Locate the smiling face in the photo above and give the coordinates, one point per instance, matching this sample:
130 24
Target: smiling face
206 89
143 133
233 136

════════════════

- WHAT IS REQUIRED -
Give back the entries exactly. Omit none of them.

- RESULT BELOW -
Locate the smiling face in the photo above and give the coordinates, one point per instance, matching this sample:
130 24
Target: smiling face
206 89
143 133
233 136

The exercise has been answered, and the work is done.